# [AIM OF THE TASK]
Express the lines below as a JSON list of strings, with one string for each line and any blank lines omitted.

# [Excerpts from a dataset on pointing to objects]
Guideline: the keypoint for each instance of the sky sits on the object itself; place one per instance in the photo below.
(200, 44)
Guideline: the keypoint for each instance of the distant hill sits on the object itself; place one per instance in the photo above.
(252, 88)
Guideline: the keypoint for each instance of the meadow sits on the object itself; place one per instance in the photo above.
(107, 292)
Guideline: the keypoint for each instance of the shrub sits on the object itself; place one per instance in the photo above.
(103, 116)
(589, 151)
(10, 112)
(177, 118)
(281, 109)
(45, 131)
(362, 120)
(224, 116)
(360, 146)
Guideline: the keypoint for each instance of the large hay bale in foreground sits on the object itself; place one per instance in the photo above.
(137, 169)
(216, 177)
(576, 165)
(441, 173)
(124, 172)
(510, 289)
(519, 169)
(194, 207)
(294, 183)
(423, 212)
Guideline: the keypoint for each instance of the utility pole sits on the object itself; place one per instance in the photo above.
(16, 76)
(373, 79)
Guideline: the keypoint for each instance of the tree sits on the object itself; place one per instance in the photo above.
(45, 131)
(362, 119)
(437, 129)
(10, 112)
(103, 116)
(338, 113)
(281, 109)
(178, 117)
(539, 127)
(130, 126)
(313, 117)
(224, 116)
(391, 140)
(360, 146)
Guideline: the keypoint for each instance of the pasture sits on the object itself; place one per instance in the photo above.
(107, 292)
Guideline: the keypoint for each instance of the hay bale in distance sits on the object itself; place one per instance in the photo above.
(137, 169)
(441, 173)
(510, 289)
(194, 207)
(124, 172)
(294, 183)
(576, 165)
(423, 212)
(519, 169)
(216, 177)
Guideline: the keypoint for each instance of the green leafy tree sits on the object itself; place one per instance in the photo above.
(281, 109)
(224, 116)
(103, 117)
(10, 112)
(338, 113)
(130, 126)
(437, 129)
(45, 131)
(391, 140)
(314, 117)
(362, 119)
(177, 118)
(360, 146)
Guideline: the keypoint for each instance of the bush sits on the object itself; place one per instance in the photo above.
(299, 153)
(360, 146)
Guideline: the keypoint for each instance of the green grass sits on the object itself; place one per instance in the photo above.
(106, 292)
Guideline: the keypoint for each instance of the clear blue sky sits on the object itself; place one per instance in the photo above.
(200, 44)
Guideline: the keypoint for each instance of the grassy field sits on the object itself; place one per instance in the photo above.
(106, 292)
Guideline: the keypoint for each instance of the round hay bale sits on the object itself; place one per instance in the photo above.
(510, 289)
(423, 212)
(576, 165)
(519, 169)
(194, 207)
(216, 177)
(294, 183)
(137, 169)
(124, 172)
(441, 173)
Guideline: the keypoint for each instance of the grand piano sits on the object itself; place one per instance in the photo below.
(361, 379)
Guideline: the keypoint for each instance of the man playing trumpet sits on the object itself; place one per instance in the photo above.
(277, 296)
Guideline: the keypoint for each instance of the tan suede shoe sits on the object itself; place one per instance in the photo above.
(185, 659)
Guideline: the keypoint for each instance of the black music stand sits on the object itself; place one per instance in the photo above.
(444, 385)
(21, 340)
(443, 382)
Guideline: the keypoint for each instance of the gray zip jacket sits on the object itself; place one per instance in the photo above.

# [ANSWER TO THIS TASK]
[
  "Guideline: the keypoint for each instance of the sky sits on the object itself; place one per instance in the photo below.",
  "(200, 44)",
  "Guideline: the keypoint for each instance of the distant hill sits on the object itself; place one per instance in the photo above.",
  "(252, 88)",
  "Guideline: the keypoint for each instance of the meadow sits on the object itself; place one per instance in the photo above.",
  "(107, 292)",
  "Guideline: the keypoint for each instance of the shrub sits on the object itself; place one per instance in the photo above.",
  "(103, 116)",
  "(589, 151)",
  "(10, 112)",
  "(177, 118)",
  "(281, 109)",
  "(45, 131)",
  "(362, 120)",
  "(224, 116)",
  "(360, 146)",
  "Guideline: the keypoint for each instance of the large hay bale in foreground sits on the object itself; place one per instance in the photo above.",
  "(137, 169)",
  "(216, 177)",
  "(576, 165)",
  "(441, 173)",
  "(124, 172)",
  "(510, 289)",
  "(519, 169)",
  "(194, 207)",
  "(294, 183)",
  "(423, 212)",
  "Guideline: the keypoint for each instance of the utility pole sits on the object itself; place one per instance in the photo above.",
  "(16, 76)",
  "(373, 79)",
  "Guideline: the keypoint for each instance of the tree sits on the object itself; place one per instance in the photo above.",
  "(45, 131)",
  "(362, 119)",
  "(437, 129)",
  "(10, 112)",
  "(103, 116)",
  "(338, 113)",
  "(281, 109)",
  "(178, 117)",
  "(539, 127)",
  "(130, 126)",
  "(313, 117)",
  "(224, 116)",
  "(391, 140)",
  "(360, 146)",
  "Guideline: the keypoint for each instance of the pasture sits on the object itself; place one per instance in the photo above.",
  "(107, 292)",
  "Guideline: the keypoint for each instance of the hay bale in distance sits on the object itself; place one per instance in the photo above.",
  "(137, 169)",
  "(441, 173)",
  "(510, 289)",
  "(194, 207)",
  "(124, 172)",
  "(294, 183)",
  "(576, 165)",
  "(423, 212)",
  "(519, 169)",
  "(216, 177)",
  "Guideline: the keypoint for each instance of the green leafy tree sits on the object itself; place one per instance in the photo above.",
  "(281, 109)",
  "(224, 116)",
  "(103, 117)",
  "(10, 112)",
  "(338, 113)",
  "(130, 126)",
  "(437, 129)",
  "(45, 131)",
  "(391, 140)",
  "(314, 117)",
  "(362, 119)",
  "(177, 118)",
  "(360, 146)",
  "Guideline: the keypoint for each instance of the bush sits on the object itself; place one per instance in the photo above.",
  "(299, 153)",
  "(360, 146)",
  "Guideline: the keypoint for each instance of the green grass sits on the object itself; place one per instance in the photo above.",
  "(106, 292)",
  "Guideline: the keypoint for each instance of the clear blue sky sits on the object itself; place one per instance in the photo above.",
  "(200, 44)",
  "Guideline: the keypoint for each instance of the grassy field sits on the object itself; place one per instance in the photo above.",
  "(106, 292)",
  "Guideline: the keypoint for each instance of the round hay bale sits on the object itself; place one per instance in the photo above.",
  "(510, 289)",
  "(423, 212)",
  "(576, 165)",
  "(519, 169)",
  "(194, 207)",
  "(216, 177)",
  "(294, 183)",
  "(137, 169)",
  "(124, 172)",
  "(441, 173)",
  "Guideline: the keypoint for each instance of the grand piano sits on the object itself; place one per instance in the photo below.",
  "(361, 379)",
  "Guideline: the keypoint for each instance of the man playing trumpet sits on the object itself; place one per instance in the photo above.",
  "(277, 296)",
  "Guideline: the keypoint for each instance of the tan suede shoe sits on the object itself; place one per instance in the photo above.",
  "(185, 659)",
  "Guideline: the keypoint for each instance of the black music stand sits on the object itself; place one per instance in the photo above.",
  "(444, 385)",
  "(21, 340)",
  "(443, 382)",
  "Guideline: the keypoint for each instance of the gray zip jacket sits on the object itself; place one per instance in the photo above."
]